*Your tasks:*
**1.** In the passage on the Edmonton graffiti appeal, explain in one to three sentences why the building owner's argument that the wall showed art rather than graffiti failed before the Court of Queen's Bench.
**2.** Continue the passage on the Edmonton graffiti appeal from its last sentence.

___ Given passage ___

Following an unsuccessful appeal of the original order to the Community Standards and License Appeal Committee, the building owner appealed the decision of that Edmonton City Council Committee to the Court of Queen’s Bench on the basis that the Committee’s decision was patently unreasonable. (See section 548 of the Municipal Government Act, R.S.A. 2000, c. M-26.) The appeal to the Court of Queen’s Bench was also unsuccessful.
The building owner had raised three points on the appeal to the Court. One of those was that what he observed on the wall was art, not graffiti. Art, of course, is not regulated by the bylaw. Justice Brian Burrows found that the issue had not been properly raised with the Committee. Justice Burrows acknowledged (at para. 12) that the transcript of the Committee hearing contains four references to a possible distinction between art and graffiti. For example, in his opening statement to the Committee, the building owner’s agent stated “I have talked to officials at City Hall, who have told me graffiti and art would be decided by the City of Edmonton, what is graffiti and what is art” (at para. 12). Nevertheless, Justice Burrows held that “it was reasonable for the Committee not to deal with a point that was never raised” (at para. 17).

___ Provided data ___

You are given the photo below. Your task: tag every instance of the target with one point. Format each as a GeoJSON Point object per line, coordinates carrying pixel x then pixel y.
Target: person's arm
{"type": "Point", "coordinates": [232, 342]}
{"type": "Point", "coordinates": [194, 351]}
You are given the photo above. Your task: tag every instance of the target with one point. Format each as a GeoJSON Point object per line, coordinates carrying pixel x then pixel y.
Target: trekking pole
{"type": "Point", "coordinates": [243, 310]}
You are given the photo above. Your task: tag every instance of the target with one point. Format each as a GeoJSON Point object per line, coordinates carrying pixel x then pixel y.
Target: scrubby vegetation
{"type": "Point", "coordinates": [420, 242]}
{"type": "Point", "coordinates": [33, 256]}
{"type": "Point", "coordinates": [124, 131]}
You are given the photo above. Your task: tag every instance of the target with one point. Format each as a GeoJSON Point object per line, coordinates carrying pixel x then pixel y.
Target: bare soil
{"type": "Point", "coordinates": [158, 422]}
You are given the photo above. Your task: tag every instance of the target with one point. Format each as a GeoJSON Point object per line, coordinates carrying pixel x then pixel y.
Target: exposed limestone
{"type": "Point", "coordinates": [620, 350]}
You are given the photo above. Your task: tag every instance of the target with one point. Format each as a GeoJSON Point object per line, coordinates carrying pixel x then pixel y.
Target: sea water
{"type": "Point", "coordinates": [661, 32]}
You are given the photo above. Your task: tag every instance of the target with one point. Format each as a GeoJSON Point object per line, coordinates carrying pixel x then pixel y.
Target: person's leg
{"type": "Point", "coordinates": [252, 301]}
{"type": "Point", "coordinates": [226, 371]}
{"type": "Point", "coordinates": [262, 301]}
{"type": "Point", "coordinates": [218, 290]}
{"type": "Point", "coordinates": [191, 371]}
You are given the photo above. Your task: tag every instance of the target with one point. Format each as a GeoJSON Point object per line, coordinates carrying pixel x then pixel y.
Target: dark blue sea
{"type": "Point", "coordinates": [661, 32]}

___

*Results in order:*
**1.** Justice Brian Burrows found that the art-versus-graffiti issue had not been properly raised with the Community Standards and License Appeal Committee. Although he acknowledged four references to a possible distinction in the hearing transcript, he held that "it was reasonable for the Committee not to deal with a point that was never raised."

**2.**
Unfortunately, it therefore appears that the Committee did not wrestle with the distinction between what is graffiti and what is art, a question fraught with intriguing property entitlement issues. This case is particularly interesting because it is the owner of the building who is arguing for it to be viewed as art. The Community Standards Bylaw does not appear to be concerned with his entitlement to the use and enjoyment of his property. Rather, it is concerned with the commons – the very place where graffiti artists practice their trade – and the visibility of buildings showing signs of disrepair from vantage points on surrounding property. Thus, a potential interpretation of the role of the City officer enforcing the Bylaw is that of a sidewalk art critic who determines what is a nuisance and what is art.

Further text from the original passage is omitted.